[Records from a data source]
___
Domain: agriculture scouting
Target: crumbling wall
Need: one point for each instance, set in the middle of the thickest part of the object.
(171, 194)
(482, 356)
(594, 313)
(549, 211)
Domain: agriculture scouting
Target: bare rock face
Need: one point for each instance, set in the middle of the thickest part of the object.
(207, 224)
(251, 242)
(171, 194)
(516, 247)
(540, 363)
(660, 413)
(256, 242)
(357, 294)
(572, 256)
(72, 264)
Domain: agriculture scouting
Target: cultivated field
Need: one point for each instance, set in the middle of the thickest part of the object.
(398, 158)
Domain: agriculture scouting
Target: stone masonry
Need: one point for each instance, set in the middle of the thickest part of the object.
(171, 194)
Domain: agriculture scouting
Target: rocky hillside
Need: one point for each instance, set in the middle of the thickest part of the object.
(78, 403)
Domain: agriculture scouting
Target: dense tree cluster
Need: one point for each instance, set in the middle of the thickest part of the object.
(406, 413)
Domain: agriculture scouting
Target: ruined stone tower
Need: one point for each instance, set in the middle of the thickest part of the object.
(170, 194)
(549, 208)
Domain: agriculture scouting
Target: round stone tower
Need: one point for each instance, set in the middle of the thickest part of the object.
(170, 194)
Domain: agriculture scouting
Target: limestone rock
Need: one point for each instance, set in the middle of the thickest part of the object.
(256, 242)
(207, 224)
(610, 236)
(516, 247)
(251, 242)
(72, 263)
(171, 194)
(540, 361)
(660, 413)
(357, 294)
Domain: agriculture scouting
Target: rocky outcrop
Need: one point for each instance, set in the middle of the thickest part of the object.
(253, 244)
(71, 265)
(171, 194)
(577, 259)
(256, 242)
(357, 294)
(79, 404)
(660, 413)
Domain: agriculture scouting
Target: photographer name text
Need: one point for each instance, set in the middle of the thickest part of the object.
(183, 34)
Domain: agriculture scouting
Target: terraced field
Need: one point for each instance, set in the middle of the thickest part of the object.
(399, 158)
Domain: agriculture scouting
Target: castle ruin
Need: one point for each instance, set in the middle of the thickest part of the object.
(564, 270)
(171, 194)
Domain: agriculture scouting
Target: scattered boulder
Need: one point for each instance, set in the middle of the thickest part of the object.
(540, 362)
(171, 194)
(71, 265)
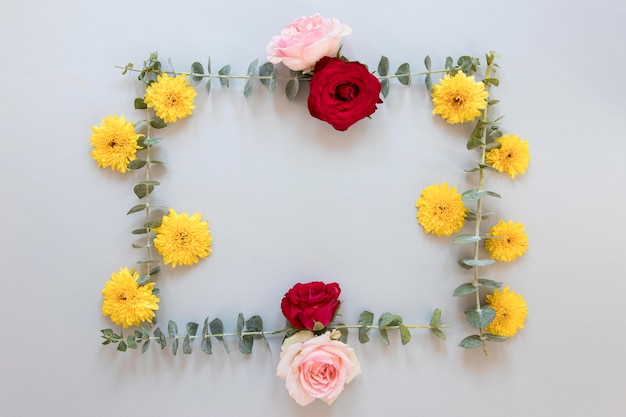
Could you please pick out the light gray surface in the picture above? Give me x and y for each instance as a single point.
(289, 199)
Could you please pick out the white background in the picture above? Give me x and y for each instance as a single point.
(291, 200)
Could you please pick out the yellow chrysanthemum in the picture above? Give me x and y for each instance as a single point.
(440, 210)
(114, 143)
(181, 239)
(511, 157)
(511, 312)
(126, 302)
(458, 98)
(510, 243)
(171, 97)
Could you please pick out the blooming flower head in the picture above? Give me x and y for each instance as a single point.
(511, 157)
(171, 97)
(511, 312)
(181, 239)
(316, 366)
(440, 210)
(126, 302)
(114, 143)
(305, 41)
(458, 98)
(510, 243)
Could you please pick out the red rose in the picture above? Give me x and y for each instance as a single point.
(342, 93)
(304, 305)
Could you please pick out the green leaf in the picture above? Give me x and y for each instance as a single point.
(403, 74)
(131, 341)
(472, 263)
(437, 332)
(466, 238)
(157, 123)
(384, 87)
(152, 141)
(464, 289)
(161, 337)
(405, 334)
(225, 71)
(217, 329)
(187, 347)
(495, 338)
(434, 320)
(136, 163)
(480, 318)
(135, 209)
(140, 104)
(487, 283)
(365, 319)
(383, 66)
(247, 90)
(473, 341)
(192, 328)
(291, 90)
(197, 68)
(205, 345)
(493, 81)
(142, 190)
(172, 329)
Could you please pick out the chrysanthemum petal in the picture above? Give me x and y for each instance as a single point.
(441, 210)
(170, 97)
(114, 143)
(458, 98)
(182, 239)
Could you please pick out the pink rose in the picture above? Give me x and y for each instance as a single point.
(305, 41)
(316, 366)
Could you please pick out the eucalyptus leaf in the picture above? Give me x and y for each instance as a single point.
(136, 163)
(247, 90)
(197, 68)
(140, 104)
(473, 341)
(405, 334)
(291, 90)
(437, 332)
(142, 190)
(384, 87)
(466, 238)
(403, 74)
(477, 262)
(157, 123)
(135, 209)
(434, 320)
(187, 346)
(225, 71)
(487, 283)
(480, 318)
(464, 289)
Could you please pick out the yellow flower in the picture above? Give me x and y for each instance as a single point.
(126, 302)
(510, 243)
(181, 239)
(458, 99)
(171, 98)
(440, 210)
(511, 312)
(114, 143)
(512, 157)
___
* [EXERCISE REQUIREMENTS]: Work through the records above. Copy every line with the string "tower".

* [SOLUTION FOR THIS TASK]:
Target: ruined stone tower
Target: round stone tower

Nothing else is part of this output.